▶ **Instructions to follow**
Please convert every line of the listing below into a Markdown table with two columns: Row for the row number and Line for the text of that line. Leave out blank lines.

▶ **Stored records**
==================================================

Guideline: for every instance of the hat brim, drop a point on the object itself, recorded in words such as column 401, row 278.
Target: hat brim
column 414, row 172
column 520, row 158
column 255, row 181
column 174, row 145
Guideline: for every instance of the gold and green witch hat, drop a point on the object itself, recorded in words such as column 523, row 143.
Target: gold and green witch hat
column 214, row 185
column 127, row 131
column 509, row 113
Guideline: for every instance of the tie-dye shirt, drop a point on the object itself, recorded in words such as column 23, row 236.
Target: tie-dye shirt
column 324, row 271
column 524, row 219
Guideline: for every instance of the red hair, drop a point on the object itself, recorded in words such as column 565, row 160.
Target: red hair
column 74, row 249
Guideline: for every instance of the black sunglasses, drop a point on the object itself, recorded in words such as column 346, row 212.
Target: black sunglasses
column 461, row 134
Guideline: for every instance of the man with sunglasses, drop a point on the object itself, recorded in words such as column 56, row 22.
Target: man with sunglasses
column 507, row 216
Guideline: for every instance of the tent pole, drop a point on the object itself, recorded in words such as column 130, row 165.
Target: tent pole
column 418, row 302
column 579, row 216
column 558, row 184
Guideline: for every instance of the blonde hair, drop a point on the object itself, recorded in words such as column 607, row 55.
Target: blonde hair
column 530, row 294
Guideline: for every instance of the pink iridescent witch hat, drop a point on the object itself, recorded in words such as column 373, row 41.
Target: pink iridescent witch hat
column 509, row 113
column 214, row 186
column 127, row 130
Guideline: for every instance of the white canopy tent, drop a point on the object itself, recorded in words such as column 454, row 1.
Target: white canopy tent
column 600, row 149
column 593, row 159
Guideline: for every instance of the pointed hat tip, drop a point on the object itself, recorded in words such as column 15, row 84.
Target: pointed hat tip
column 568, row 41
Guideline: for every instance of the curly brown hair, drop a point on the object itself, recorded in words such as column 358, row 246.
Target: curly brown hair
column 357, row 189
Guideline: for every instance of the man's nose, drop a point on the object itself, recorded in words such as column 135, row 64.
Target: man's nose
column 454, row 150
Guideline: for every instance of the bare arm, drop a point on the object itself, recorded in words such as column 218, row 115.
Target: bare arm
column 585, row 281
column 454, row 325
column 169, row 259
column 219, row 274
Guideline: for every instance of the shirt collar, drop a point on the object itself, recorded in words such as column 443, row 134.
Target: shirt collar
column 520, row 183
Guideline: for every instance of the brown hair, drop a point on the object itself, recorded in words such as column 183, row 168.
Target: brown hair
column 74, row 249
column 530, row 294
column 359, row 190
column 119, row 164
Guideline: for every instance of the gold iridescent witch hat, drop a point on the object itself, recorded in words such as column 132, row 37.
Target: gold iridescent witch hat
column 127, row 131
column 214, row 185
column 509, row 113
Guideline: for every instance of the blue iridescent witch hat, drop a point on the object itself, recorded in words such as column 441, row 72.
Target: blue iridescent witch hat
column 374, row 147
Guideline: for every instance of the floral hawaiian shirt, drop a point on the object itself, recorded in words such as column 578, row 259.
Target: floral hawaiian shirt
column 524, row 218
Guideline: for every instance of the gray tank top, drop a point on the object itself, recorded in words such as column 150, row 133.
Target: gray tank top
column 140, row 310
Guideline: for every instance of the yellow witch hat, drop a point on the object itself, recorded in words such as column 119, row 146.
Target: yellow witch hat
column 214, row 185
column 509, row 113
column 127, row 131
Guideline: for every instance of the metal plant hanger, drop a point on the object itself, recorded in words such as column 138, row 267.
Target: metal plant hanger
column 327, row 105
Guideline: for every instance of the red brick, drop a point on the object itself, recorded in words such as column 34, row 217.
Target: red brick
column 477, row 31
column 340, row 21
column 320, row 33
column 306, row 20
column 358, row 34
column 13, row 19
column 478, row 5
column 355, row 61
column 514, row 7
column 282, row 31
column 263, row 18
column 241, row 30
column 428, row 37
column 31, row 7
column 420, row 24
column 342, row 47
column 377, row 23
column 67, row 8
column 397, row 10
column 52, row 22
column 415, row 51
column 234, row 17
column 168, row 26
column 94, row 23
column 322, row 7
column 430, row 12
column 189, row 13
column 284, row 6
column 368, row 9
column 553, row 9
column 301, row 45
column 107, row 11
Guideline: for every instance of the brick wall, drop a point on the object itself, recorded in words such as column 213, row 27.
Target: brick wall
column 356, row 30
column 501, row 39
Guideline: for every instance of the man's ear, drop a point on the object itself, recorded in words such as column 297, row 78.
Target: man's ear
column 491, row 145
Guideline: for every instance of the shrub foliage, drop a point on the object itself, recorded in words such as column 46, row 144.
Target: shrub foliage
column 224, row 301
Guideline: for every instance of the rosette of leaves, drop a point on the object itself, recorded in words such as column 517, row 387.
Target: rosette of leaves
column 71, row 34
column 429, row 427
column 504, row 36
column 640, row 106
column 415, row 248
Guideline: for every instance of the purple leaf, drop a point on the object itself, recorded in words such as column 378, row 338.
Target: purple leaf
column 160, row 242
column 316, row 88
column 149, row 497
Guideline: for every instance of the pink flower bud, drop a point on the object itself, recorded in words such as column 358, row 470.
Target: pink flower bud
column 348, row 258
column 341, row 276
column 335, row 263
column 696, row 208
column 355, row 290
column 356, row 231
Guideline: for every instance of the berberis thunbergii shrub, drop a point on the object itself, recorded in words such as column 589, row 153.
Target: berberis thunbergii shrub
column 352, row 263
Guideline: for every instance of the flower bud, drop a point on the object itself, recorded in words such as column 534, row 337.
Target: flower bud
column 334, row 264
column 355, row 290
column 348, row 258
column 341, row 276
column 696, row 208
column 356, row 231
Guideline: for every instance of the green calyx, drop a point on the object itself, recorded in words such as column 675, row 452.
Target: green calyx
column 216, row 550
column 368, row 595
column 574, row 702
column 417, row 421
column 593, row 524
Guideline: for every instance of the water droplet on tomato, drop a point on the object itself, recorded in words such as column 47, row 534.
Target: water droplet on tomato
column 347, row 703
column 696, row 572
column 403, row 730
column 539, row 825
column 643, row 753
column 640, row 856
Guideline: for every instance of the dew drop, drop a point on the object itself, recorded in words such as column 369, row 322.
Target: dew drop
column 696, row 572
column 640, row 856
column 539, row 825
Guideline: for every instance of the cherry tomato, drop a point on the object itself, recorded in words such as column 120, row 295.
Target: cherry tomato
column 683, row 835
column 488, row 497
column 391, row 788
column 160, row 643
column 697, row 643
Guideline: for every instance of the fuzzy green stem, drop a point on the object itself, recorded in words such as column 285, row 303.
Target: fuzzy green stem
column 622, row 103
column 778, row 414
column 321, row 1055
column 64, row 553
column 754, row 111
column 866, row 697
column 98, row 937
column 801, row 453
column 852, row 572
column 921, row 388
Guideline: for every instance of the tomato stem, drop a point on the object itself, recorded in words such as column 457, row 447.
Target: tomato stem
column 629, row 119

==================================================

▶ **Solution below**
| Row | Line |
|---|---|
| 1 | Guideline: for every instance of the hat brim, drop a point on the object itself, recorded in words such as column 401, row 278. |
| 2 | Target: hat brim |
| 3 | column 414, row 172 |
| 4 | column 520, row 158 |
| 5 | column 255, row 181 |
| 6 | column 174, row 145 |
| 7 | Guideline: for every instance of the gold and green witch hat, drop a point on the object itself, recorded in words such as column 523, row 143. |
| 8 | Target: gold and green witch hat |
| 9 | column 214, row 185 |
| 10 | column 127, row 131 |
| 11 | column 509, row 113 |
| 12 | Guideline: for every instance of the tie-dye shirt, drop a point on the object itself, recorded in words such as column 23, row 236. |
| 13 | Target: tie-dye shirt |
| 14 | column 324, row 271 |
| 15 | column 524, row 219 |
| 16 | Guideline: for every instance of the red hair, drop a point on the object itself, recorded in words such as column 565, row 160. |
| 17 | Target: red hair |
| 18 | column 74, row 249 |
| 19 | Guideline: for every instance of the black sunglasses, drop a point on the object itself, recorded in words such as column 346, row 212. |
| 20 | Target: black sunglasses |
| 21 | column 461, row 134 |
| 22 | Guideline: for every instance of the man with sunglasses, drop a point on the object itself, recorded in words such as column 56, row 22. |
| 23 | Target: man with sunglasses |
| 24 | column 507, row 216 |
| 25 | Guideline: for every instance of the tent pole, drop a point on the object itself, recorded in words such as column 130, row 165. |
| 26 | Target: tent pole |
| 27 | column 418, row 302 |
| 28 | column 579, row 216 |
| 29 | column 558, row 184 |
| 30 | Guideline: for every instance of the blonde hair, drop a point on the object itself, recorded in words such as column 607, row 55. |
| 31 | Target: blonde hair |
| 32 | column 530, row 294 |
| 33 | Guideline: for every instance of the pink iridescent witch hat, drop a point on the object itself, recorded in words such as column 373, row 41. |
| 34 | Target: pink iridescent witch hat |
| 35 | column 509, row 113 |
| 36 | column 214, row 186 |
| 37 | column 127, row 130 |
| 38 | Guideline: for every instance of the white canopy tent, drop a point on the object itself, recorded in words such as column 454, row 1. |
| 39 | Target: white canopy tent |
| 40 | column 600, row 149 |
| 41 | column 593, row 159 |
| 42 | Guideline: for every instance of the pointed hat tip, drop a point on the object itself, recorded in words such as column 15, row 84. |
| 43 | Target: pointed hat tip |
| 44 | column 568, row 41 |
| 45 | Guideline: for every instance of the curly brown hair, drop a point on the object itself, recorded in words such as column 358, row 246. |
| 46 | Target: curly brown hair |
| 47 | column 357, row 189 |
| 48 | Guideline: for every instance of the man's nose, drop a point on the object itself, recorded in words such as column 135, row 64. |
| 49 | Target: man's nose |
| 50 | column 454, row 150 |
| 51 | Guideline: for every instance of the bare arm, drop a point on the object itself, recorded in words such as column 218, row 115. |
| 52 | Target: bare arm |
| 53 | column 585, row 281 |
| 54 | column 454, row 325 |
| 55 | column 169, row 259 |
| 56 | column 219, row 274 |
| 57 | Guideline: for every instance of the shirt collar, drop a point on the object itself, recorded in words such as column 443, row 134. |
| 58 | Target: shirt collar |
| 59 | column 520, row 183 |
| 60 | Guideline: for every instance of the brown hair, drop a point on the object itself, recorded in words such as column 183, row 168. |
| 61 | Target: brown hair |
| 62 | column 74, row 249 |
| 63 | column 530, row 294 |
| 64 | column 359, row 190 |
| 65 | column 119, row 164 |
| 66 | Guideline: for every instance of the gold iridescent witch hat, drop a point on the object itself, recorded in words such as column 132, row 37. |
| 67 | Target: gold iridescent witch hat |
| 68 | column 127, row 131 |
| 69 | column 214, row 185 |
| 70 | column 509, row 113 |
| 71 | Guideline: for every instance of the blue iridescent witch hat, drop a point on the object itself, recorded in words such as column 441, row 72. |
| 72 | Target: blue iridescent witch hat |
| 73 | column 374, row 147 |
| 74 | Guideline: for every instance of the floral hawaiian shirt, drop a point on the object itself, recorded in words such as column 578, row 259. |
| 75 | Target: floral hawaiian shirt |
| 76 | column 524, row 218 |
| 77 | Guideline: for every instance of the gray tank top, drop a point on the object itself, recorded in words such as column 150, row 133. |
| 78 | Target: gray tank top |
| 79 | column 140, row 310 |
| 80 | Guideline: for every instance of the yellow witch hat, drop a point on the object itself, recorded in words such as column 119, row 146. |
| 81 | Target: yellow witch hat |
| 82 | column 214, row 185 |
| 83 | column 509, row 113 |
| 84 | column 127, row 131 |
| 85 | Guideline: for every instance of the metal plant hanger, drop a point on the object itself, recorded in words such as column 138, row 267. |
| 86 | Target: metal plant hanger |
| 87 | column 327, row 105 |
| 88 | Guideline: for every instance of the red brick, drop a point on the object itself, recorded in words such as column 34, row 217. |
| 89 | Target: red brick |
| 90 | column 477, row 31 |
| 91 | column 340, row 21 |
| 92 | column 320, row 33 |
| 93 | column 306, row 20 |
| 94 | column 358, row 34 |
| 95 | column 13, row 19 |
| 96 | column 478, row 5 |
| 97 | column 355, row 61 |
| 98 | column 514, row 7 |
| 99 | column 282, row 31 |
| 100 | column 263, row 18 |
| 101 | column 241, row 30 |
| 102 | column 428, row 37 |
| 103 | column 31, row 7 |
| 104 | column 420, row 24 |
| 105 | column 342, row 47 |
| 106 | column 377, row 23 |
| 107 | column 67, row 8 |
| 108 | column 397, row 10 |
| 109 | column 52, row 22 |
| 110 | column 415, row 51 |
| 111 | column 234, row 17 |
| 112 | column 168, row 26 |
| 113 | column 94, row 23 |
| 114 | column 322, row 7 |
| 115 | column 430, row 12 |
| 116 | column 189, row 13 |
| 117 | column 284, row 6 |
| 118 | column 368, row 9 |
| 119 | column 553, row 9 |
| 120 | column 301, row 45 |
| 121 | column 107, row 11 |
| 122 | Guideline: for every instance of the brick wall, drop a point on the object itself, recorded in words such as column 213, row 27. |
| 123 | Target: brick wall |
| 124 | column 356, row 30 |
| 125 | column 501, row 39 |
| 126 | Guideline: for every instance of the man's ear, drop a point on the object itself, recorded in words such as column 297, row 78. |
| 127 | Target: man's ear |
| 128 | column 491, row 145 |
| 129 | Guideline: for every instance of the shrub foliage, drop a point on the object itself, recorded in words such as column 46, row 144. |
| 130 | Target: shrub foliage |
| 131 | column 224, row 301 |
| 132 | Guideline: for every instance of the rosette of leaves, drop a point on the object itself, recorded in words such as column 517, row 387. |
| 133 | Target: rosette of leaves |
| 134 | column 71, row 34 |
| 135 | column 429, row 427 |
| 136 | column 504, row 36 |
| 137 | column 640, row 106 |
| 138 | column 415, row 248 |
| 139 | Guideline: for every instance of the purple leaf, drop a point on the object itself, recorded in words such as column 378, row 338. |
| 140 | Target: purple leaf |
| 141 | column 160, row 242 |
| 142 | column 316, row 88 |
| 143 | column 149, row 497 |
| 144 | Guideline: for every instance of the pink flower bud, drop a point on the object itself, recorded in words such as column 358, row 470. |
| 145 | Target: pink flower bud |
| 146 | column 348, row 258 |
| 147 | column 341, row 276 |
| 148 | column 335, row 263 |
| 149 | column 696, row 208 |
| 150 | column 355, row 290 |
| 151 | column 356, row 231 |
| 152 | Guideline: for every instance of the berberis thunbergii shrub, drop a point on the object itself, recorded in words such as column 589, row 153. |
| 153 | Target: berberis thunbergii shrub |
| 154 | column 352, row 263 |
| 155 | Guideline: for every instance of the flower bud, drop a point on the object itself, recorded in words such as column 534, row 337. |
| 156 | Target: flower bud |
| 157 | column 334, row 264 |
| 158 | column 355, row 290 |
| 159 | column 348, row 258 |
| 160 | column 341, row 276 |
| 161 | column 696, row 208 |
| 162 | column 356, row 231 |
| 163 | Guideline: for every instance of the green calyx, drop a point on the object itself, recorded in words such as column 675, row 452. |
| 164 | Target: green calyx |
| 165 | column 216, row 550 |
| 166 | column 368, row 595 |
| 167 | column 574, row 702 |
| 168 | column 417, row 421 |
| 169 | column 593, row 524 |
| 170 | Guideline: for every instance of the water droplet on tomato, drop a point on the object itself, recorded in words such as column 47, row 534. |
| 171 | Target: water droplet on tomato |
| 172 | column 347, row 703 |
| 173 | column 696, row 572 |
| 174 | column 403, row 730 |
| 175 | column 539, row 825 |
| 176 | column 643, row 753 |
| 177 | column 640, row 856 |
| 178 | Guideline: for every instance of the dew drop, drop a point on the object itself, recorded in words such as column 369, row 322. |
| 179 | Target: dew drop |
| 180 | column 696, row 572 |
| 181 | column 640, row 856 |
| 182 | column 539, row 825 |
| 183 | Guideline: for every instance of the cherry tomato, drop a point on the object itself, recorded in words such as column 120, row 295. |
| 184 | Target: cherry tomato |
| 185 | column 683, row 835 |
| 186 | column 488, row 497 |
| 187 | column 391, row 788 |
| 188 | column 160, row 643 |
| 189 | column 697, row 643 |
| 190 | Guideline: for every instance of the fuzzy green stem, drop a point on the object itself, recorded in words such as column 285, row 303. |
| 191 | Target: fuzzy green stem |
| 192 | column 622, row 103 |
| 193 | column 778, row 414 |
| 194 | column 321, row 1055 |
| 195 | column 64, row 553 |
| 196 | column 754, row 111 |
| 197 | column 866, row 697 |
| 198 | column 98, row 937 |
| 199 | column 801, row 453 |
| 200 | column 852, row 572 |
| 201 | column 921, row 388 |
| 202 | Guideline: for every instance of the tomato stem, drop a point on the object itself, recorded in words such as column 457, row 447. |
| 203 | Target: tomato stem |
| 204 | column 629, row 119 |